- **Excerpt**:

☆ ☆ ☆ ☆

Material, methods and results

Study 1

Participants

Schurr & Ritov [1] reported a large effect size in their experiment 1, the experiment that is being replicated here. A power analysis reveals that, given α = 0.05 and very high power (1 – β = 0.95), to detect a large effect (f = 0.40), we needed a total sample size of at least 102, and for a medium effect (f = 0.25), we needed a sample size of at least 252. In the event, we recruited 259 undergraduate students on the university campus. The mean age was 19.76 years (s.d. = 2.38) and the sample was 73% female. Remuneration of up to £3.00 was paid to winners, close to the 12 Israeli shekels paid by Schurr and Ritov. The remuneration corresponds to the approximate price of a cup of coffee and a croissant, as in the original study.

☆ ☆ ☆ ☆

- **Dataset extract**:
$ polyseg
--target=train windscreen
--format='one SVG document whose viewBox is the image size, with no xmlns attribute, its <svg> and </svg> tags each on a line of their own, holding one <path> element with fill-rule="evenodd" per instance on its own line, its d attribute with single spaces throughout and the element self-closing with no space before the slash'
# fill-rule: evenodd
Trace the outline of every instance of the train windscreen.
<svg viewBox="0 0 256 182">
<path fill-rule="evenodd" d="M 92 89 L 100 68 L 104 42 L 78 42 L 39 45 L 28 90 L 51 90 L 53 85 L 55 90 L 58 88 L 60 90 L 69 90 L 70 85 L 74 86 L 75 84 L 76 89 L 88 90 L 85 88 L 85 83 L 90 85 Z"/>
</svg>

☆ ☆ ☆ ☆

- **Problems and tasks**:
(A) According to the participants section, how many undergraduate students were recruited for Study 1?
(B) For each statement, say whether it agrees with the participants section, and quote the words that decide it. (i) Most of the sample was female. (ii) Winners were paid up to £5.00. (iii) Detecting a medium effect required a sample of at least 252.

- **Correct answers**:
(A) 259 undergraduate students were recruited on the university campus.

(B)
(i) Yes: "the sample was 73% female"
(ii) No: "Remuneration of up to £3.00 was paid to winners"
(iii) Yes: "for a medium effect (f = 0.25), we needed a sample size of at least 252"